● **What the task requires**: Please copy the part of the records below that opens with the line containing "Objective — one marker per instance of the person's" and runs through the end of the records, multiplying each x and y coordinate in the answers by 2.55 and rounding to whole numbers, with halves rounded up. Every other line stays the same.

-- Record extracts start --

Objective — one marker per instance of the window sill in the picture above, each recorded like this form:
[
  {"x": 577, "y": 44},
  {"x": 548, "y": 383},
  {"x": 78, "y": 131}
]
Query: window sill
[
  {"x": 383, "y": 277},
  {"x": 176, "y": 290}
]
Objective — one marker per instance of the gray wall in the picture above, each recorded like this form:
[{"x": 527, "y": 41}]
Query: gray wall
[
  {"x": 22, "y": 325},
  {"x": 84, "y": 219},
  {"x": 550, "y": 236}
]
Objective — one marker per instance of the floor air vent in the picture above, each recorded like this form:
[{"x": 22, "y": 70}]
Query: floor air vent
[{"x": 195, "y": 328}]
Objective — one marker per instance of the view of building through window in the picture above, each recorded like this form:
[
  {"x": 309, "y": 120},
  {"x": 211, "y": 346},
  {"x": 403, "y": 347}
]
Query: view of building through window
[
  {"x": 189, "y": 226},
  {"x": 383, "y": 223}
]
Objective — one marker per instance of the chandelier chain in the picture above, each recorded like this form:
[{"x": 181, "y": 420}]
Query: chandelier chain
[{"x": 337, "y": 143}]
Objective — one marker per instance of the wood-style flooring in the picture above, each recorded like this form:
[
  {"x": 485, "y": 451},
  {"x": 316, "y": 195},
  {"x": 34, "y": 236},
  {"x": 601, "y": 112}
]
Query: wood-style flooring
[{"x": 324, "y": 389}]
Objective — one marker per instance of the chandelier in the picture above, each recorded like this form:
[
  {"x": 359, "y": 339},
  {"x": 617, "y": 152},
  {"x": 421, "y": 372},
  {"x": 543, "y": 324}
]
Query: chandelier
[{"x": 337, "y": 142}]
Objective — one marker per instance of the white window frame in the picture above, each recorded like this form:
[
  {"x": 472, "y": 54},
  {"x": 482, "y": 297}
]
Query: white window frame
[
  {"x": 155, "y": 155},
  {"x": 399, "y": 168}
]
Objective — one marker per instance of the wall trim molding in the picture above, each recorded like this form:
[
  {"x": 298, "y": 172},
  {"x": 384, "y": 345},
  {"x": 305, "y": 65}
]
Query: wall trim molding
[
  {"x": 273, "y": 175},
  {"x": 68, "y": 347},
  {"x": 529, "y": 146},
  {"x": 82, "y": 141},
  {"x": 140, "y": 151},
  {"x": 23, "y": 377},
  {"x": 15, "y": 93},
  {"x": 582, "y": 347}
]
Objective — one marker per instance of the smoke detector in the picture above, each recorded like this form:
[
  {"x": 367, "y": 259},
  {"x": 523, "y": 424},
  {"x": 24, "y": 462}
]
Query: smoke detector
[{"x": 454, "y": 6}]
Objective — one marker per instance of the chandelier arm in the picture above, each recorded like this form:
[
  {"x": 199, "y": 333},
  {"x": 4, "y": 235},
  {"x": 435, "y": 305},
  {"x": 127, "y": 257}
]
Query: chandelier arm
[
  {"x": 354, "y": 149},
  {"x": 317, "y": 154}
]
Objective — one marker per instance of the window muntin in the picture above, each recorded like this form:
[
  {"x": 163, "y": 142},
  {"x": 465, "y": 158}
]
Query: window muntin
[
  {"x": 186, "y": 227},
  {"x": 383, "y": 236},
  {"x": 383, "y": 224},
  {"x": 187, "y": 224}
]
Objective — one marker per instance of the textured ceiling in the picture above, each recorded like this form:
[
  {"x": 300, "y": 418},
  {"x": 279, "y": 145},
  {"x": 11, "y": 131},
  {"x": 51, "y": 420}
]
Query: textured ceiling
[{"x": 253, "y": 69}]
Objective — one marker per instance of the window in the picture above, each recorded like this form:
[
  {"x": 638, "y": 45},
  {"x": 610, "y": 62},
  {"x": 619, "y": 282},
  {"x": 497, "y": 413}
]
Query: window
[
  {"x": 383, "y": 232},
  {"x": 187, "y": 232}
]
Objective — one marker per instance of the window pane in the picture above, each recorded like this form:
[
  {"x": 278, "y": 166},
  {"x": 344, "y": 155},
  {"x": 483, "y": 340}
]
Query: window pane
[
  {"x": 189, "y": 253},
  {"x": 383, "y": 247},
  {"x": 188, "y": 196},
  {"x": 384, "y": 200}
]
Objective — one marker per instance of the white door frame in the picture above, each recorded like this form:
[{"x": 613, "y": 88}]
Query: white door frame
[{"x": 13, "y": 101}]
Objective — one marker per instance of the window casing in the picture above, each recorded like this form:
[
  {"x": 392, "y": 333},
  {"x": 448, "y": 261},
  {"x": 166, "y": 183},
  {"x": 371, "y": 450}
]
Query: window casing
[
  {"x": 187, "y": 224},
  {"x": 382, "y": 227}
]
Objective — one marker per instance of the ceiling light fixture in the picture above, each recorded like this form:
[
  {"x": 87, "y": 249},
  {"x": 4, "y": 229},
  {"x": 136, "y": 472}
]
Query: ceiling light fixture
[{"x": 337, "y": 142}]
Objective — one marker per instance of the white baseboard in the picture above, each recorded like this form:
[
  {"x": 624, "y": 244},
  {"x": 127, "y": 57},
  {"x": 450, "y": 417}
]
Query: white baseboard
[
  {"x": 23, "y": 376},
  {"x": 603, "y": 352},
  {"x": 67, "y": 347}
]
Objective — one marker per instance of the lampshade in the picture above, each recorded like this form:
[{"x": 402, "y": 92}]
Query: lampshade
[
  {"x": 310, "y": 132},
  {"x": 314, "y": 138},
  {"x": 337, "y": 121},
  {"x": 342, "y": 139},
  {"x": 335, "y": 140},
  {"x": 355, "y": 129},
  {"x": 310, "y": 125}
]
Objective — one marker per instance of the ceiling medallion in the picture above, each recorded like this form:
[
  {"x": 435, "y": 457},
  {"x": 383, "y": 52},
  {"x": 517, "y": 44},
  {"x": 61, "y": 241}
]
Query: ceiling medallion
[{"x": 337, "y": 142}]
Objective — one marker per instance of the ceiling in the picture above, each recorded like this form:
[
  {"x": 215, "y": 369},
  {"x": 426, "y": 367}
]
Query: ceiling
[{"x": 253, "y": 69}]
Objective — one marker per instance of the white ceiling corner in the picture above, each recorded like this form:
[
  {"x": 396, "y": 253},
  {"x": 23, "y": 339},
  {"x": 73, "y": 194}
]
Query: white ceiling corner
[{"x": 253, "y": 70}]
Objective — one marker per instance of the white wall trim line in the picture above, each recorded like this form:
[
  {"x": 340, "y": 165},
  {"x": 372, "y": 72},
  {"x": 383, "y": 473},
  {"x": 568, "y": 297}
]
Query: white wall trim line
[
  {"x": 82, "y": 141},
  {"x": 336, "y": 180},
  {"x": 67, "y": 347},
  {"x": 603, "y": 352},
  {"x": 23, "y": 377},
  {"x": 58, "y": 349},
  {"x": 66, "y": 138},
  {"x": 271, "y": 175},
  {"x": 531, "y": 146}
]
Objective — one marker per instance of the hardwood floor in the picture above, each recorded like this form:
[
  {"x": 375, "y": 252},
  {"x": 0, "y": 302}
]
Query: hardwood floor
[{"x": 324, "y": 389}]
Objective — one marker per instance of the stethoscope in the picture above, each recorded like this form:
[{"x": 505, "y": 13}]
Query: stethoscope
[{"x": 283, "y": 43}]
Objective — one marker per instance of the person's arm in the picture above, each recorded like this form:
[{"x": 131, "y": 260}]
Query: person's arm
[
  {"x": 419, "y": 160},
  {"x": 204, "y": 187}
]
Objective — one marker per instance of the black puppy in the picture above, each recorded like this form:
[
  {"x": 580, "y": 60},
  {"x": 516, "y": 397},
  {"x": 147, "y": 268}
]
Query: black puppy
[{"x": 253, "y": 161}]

-- Record extracts end --

● **Response**:
Objective — one marker per instance of the person's arm in the picture above, each recorded like this form:
[{"x": 131, "y": 260}]
Query: person's arm
[
  {"x": 1068, "y": 408},
  {"x": 520, "y": 477}
]
Objective — one marker per instance of the black puppy in the picture above, each recorded like this form:
[
  {"x": 580, "y": 60},
  {"x": 516, "y": 397},
  {"x": 147, "y": 268}
]
Query: black puppy
[{"x": 645, "y": 411}]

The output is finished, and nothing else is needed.